_Required work_:
For the entries below, state how many lines contain the word "honey" and add nothing else.

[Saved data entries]
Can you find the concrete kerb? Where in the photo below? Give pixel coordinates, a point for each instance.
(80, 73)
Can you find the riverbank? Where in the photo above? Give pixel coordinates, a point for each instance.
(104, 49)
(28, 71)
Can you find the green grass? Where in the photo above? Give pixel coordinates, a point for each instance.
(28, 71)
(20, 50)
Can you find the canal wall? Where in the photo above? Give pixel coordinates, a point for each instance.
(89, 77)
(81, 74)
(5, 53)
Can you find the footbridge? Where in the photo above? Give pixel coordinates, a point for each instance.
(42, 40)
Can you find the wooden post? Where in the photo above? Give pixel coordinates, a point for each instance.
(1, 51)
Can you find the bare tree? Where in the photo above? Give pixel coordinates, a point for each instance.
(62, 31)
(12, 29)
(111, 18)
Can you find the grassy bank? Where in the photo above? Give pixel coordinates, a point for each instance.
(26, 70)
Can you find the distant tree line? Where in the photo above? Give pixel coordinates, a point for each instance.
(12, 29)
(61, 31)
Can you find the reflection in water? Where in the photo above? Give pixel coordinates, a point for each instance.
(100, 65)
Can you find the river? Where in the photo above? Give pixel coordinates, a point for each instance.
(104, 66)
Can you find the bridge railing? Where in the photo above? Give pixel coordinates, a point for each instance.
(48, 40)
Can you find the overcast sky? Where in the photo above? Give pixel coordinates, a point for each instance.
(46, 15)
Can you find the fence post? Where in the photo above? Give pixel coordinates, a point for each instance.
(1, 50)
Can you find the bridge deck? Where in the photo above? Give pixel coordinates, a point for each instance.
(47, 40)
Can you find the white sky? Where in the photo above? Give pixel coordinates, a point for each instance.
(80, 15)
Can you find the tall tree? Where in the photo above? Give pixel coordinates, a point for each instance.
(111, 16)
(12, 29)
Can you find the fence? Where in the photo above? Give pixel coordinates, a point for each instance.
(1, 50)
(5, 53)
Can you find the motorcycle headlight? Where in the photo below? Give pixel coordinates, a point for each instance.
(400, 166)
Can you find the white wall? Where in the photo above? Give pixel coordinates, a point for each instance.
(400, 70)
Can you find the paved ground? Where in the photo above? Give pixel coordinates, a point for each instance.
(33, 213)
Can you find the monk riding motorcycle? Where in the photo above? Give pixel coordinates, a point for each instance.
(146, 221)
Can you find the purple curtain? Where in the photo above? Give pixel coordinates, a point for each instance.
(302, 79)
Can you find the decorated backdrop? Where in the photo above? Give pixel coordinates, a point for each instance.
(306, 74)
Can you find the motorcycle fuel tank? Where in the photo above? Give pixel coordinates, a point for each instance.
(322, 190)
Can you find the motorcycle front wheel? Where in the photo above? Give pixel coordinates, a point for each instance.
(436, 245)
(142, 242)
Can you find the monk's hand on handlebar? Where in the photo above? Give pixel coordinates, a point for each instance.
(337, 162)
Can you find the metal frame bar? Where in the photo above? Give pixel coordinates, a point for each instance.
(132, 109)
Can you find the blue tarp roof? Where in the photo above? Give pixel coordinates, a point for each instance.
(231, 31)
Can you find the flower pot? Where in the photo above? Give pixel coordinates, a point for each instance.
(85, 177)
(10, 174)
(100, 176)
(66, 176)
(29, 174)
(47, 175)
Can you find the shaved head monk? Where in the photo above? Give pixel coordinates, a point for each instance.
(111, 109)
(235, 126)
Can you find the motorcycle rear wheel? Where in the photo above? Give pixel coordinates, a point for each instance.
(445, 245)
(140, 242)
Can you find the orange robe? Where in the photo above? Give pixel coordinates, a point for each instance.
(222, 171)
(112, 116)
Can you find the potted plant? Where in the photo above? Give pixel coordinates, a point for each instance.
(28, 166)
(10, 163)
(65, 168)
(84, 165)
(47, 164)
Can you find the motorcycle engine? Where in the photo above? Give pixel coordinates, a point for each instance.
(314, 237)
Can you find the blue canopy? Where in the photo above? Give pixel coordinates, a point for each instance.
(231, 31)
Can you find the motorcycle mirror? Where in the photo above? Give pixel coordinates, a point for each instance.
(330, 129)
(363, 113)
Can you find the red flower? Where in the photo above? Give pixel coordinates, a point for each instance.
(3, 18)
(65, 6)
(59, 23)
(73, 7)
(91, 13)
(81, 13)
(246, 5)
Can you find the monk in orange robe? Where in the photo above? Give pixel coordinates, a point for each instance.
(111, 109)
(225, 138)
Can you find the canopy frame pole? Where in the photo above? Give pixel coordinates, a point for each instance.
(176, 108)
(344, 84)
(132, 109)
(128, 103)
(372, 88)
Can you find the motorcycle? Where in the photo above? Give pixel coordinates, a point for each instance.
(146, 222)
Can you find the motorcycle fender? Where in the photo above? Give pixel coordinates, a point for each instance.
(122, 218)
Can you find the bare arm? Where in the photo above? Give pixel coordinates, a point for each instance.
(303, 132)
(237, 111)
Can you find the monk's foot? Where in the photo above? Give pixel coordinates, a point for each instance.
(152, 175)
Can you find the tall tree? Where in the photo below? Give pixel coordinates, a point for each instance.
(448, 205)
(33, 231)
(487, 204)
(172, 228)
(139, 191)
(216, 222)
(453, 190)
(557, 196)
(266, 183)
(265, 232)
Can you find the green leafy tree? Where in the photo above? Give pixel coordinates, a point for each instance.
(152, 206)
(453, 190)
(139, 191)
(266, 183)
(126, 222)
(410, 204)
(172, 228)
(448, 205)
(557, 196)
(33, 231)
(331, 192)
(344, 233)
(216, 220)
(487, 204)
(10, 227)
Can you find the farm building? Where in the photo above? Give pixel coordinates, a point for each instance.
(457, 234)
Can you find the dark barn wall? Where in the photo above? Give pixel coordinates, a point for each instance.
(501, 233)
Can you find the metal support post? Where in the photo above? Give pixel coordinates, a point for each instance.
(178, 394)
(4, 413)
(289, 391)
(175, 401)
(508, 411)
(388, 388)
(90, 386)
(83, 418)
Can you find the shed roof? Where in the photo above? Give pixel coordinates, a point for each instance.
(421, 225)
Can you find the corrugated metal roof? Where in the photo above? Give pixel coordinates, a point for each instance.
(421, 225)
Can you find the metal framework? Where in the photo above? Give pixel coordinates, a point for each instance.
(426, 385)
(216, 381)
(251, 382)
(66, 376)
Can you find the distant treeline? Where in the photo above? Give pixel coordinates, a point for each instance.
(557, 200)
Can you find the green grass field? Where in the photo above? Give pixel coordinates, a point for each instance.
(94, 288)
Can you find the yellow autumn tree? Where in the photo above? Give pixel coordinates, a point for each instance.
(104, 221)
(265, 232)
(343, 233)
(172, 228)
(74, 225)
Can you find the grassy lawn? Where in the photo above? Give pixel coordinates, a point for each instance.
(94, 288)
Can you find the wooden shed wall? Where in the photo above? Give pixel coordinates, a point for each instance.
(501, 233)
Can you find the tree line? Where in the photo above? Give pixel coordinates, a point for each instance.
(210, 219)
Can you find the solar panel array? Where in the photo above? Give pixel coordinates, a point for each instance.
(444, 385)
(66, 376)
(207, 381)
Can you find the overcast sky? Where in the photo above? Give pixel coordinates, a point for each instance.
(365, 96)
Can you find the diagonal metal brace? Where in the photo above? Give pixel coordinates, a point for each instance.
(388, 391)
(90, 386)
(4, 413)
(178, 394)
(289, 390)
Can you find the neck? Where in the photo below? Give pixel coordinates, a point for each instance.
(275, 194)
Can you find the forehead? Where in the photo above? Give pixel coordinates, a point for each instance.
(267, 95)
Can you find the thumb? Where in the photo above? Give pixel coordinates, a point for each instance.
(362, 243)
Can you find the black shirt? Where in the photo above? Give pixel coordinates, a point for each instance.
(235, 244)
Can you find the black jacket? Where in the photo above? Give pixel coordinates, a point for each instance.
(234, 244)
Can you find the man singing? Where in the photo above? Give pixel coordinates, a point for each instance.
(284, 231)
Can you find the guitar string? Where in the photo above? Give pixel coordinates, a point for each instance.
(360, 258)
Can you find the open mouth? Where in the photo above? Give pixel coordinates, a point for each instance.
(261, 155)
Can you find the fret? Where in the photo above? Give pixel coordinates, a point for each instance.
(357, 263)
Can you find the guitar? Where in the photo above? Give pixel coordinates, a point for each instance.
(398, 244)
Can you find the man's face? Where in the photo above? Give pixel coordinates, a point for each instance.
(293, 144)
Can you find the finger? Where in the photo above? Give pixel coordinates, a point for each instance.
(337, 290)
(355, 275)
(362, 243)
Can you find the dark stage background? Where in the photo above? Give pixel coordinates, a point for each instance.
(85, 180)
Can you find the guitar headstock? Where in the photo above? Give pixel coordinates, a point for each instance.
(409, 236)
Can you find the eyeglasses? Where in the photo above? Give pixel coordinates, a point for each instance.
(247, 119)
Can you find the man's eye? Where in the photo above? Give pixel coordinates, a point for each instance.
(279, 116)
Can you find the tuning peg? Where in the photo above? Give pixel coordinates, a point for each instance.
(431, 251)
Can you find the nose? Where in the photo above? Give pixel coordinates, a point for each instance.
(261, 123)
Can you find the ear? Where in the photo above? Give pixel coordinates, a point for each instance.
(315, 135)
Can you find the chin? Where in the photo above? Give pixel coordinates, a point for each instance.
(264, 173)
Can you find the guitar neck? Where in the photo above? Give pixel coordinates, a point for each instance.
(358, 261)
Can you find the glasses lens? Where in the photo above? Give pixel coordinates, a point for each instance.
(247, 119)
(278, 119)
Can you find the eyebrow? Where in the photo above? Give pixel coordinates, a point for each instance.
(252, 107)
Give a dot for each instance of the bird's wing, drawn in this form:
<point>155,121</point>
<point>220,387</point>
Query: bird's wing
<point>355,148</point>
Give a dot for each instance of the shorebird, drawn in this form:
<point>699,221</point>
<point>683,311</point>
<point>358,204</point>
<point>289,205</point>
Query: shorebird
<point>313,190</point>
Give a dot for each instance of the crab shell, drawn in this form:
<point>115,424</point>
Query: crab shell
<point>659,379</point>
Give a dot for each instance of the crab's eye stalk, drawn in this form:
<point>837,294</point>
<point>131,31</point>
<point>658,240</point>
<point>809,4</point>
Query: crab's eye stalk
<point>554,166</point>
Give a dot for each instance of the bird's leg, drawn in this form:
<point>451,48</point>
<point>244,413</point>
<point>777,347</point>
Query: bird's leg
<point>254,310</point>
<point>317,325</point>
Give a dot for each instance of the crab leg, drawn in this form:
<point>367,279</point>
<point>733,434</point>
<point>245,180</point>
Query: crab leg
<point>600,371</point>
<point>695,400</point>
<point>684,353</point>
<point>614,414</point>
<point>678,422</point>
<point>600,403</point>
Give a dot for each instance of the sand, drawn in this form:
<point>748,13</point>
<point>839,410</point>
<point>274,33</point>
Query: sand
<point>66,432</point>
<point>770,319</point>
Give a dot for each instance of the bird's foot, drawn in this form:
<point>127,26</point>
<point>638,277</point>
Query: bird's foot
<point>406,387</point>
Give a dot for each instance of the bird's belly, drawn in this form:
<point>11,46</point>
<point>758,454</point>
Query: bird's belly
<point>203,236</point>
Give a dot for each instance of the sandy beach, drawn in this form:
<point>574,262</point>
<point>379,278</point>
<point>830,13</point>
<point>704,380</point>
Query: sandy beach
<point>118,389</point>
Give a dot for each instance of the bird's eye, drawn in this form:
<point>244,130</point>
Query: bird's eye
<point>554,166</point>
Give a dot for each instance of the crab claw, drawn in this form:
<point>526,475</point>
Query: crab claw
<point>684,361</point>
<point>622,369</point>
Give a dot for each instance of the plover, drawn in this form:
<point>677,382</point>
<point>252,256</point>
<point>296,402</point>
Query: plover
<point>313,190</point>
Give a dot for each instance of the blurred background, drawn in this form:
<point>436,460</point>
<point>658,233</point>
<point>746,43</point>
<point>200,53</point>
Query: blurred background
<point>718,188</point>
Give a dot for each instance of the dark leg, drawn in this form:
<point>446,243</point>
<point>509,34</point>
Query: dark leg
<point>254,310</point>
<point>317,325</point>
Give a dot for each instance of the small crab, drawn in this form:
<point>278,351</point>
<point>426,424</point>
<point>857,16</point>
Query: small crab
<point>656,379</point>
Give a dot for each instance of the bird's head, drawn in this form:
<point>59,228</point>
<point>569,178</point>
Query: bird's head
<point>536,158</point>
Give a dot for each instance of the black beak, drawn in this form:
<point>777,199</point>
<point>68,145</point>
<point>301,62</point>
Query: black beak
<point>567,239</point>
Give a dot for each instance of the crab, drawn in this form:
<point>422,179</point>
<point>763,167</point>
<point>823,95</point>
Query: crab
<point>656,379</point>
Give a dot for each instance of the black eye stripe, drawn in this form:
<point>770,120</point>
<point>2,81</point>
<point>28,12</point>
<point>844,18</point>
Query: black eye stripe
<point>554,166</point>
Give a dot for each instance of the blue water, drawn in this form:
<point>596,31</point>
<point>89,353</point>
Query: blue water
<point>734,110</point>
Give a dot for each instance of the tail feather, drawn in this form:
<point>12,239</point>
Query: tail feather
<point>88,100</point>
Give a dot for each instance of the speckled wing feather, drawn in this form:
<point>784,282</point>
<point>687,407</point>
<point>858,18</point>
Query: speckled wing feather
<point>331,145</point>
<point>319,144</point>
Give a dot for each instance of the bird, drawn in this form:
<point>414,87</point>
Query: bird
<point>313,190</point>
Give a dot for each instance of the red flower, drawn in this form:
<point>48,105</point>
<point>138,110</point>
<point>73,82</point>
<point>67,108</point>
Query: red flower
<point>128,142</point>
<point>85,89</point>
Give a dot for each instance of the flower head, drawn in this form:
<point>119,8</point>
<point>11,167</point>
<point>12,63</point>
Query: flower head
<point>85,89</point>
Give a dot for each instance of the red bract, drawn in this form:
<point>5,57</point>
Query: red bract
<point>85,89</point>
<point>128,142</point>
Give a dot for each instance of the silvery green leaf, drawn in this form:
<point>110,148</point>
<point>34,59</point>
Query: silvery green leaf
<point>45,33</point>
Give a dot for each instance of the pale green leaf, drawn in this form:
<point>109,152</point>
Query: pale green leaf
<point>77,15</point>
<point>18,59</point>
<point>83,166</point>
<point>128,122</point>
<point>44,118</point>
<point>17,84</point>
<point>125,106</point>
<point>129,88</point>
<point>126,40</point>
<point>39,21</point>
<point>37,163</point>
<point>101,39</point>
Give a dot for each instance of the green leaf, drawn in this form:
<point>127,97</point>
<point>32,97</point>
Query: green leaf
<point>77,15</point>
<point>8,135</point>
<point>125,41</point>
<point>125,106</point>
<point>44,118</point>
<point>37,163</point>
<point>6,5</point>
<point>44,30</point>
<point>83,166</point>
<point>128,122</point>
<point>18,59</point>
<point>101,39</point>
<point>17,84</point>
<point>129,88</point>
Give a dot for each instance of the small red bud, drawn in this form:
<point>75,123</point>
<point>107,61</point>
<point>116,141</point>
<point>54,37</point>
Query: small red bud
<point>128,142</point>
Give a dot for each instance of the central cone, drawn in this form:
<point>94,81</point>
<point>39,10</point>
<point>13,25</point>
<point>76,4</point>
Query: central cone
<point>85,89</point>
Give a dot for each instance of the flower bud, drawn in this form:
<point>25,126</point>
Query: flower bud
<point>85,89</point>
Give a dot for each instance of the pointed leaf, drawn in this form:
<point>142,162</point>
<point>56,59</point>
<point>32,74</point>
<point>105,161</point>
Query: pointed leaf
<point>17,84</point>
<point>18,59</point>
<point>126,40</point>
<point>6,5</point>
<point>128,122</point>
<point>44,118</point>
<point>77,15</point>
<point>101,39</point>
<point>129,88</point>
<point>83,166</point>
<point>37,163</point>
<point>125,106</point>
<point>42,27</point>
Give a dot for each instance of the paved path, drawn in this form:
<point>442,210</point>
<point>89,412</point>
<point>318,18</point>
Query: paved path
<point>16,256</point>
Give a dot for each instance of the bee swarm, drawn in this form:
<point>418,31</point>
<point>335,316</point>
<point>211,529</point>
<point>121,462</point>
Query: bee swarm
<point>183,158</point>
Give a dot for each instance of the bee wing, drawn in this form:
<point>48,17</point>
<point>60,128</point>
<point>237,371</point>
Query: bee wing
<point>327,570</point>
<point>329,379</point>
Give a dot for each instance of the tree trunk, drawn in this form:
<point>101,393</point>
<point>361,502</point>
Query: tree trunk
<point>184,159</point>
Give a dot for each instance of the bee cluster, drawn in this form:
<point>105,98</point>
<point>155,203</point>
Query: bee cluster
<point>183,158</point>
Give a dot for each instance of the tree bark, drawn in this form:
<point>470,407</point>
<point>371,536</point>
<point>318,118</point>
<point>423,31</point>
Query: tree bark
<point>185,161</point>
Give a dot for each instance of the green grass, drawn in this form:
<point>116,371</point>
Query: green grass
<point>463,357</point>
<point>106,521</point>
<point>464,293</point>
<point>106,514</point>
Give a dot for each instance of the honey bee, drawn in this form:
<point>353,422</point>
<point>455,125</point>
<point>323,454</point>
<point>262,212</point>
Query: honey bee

_Result of the exercise_:
2